_Task directions:_
List each line of the material below that contains the string "riverbank", treating uppercase and lowercase as distinct.

_Extracted records:_
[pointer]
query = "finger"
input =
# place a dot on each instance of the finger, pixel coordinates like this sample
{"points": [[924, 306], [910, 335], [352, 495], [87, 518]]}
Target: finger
---
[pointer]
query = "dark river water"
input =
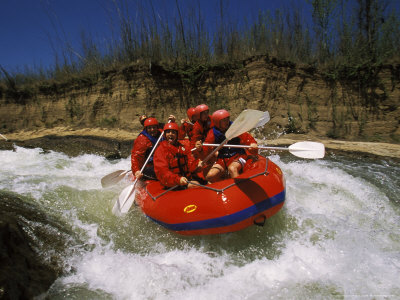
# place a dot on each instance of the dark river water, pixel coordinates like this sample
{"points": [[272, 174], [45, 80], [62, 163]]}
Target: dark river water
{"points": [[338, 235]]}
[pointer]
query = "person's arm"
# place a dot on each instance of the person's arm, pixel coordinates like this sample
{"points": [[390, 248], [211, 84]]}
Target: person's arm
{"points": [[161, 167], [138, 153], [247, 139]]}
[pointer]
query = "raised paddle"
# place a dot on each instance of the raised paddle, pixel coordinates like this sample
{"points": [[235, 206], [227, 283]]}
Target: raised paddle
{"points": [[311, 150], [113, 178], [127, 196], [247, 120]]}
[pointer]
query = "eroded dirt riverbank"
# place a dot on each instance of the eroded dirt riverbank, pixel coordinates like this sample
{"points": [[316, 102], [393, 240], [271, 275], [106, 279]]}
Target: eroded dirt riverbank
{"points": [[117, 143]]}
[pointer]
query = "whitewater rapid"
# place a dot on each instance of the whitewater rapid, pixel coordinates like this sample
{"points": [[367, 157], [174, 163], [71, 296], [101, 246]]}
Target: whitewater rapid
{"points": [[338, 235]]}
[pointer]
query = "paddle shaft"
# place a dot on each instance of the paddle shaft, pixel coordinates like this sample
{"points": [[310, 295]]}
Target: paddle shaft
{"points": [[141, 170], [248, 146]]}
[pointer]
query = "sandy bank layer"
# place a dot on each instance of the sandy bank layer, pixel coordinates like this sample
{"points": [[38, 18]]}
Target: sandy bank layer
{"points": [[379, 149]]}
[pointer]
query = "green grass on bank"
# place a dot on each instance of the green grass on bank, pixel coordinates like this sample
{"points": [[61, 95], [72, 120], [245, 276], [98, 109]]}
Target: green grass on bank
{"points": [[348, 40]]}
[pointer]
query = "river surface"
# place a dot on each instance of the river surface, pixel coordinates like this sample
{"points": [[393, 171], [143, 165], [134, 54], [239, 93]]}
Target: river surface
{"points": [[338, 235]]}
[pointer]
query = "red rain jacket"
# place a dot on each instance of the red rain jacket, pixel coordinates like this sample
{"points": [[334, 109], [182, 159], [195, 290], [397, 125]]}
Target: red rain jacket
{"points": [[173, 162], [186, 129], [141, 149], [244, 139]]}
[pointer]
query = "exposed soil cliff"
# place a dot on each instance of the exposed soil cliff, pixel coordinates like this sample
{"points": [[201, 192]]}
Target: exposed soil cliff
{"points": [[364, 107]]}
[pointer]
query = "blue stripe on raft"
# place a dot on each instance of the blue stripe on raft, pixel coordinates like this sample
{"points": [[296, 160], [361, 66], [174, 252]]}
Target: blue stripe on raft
==
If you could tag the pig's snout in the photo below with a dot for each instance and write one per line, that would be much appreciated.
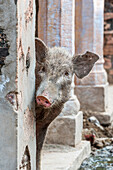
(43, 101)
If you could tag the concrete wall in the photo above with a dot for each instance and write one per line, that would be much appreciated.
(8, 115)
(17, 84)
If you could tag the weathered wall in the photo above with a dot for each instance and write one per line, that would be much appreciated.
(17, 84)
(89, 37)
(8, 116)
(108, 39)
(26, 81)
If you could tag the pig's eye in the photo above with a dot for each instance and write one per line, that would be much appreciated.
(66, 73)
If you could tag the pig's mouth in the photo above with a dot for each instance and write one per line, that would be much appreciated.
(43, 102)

_Task result:_
query = "eroded dirt riverbank"
# place a dot on each instance of the eroded dirt riverbank, pixel coordinates like this sample
Target: eroded dirt riverbank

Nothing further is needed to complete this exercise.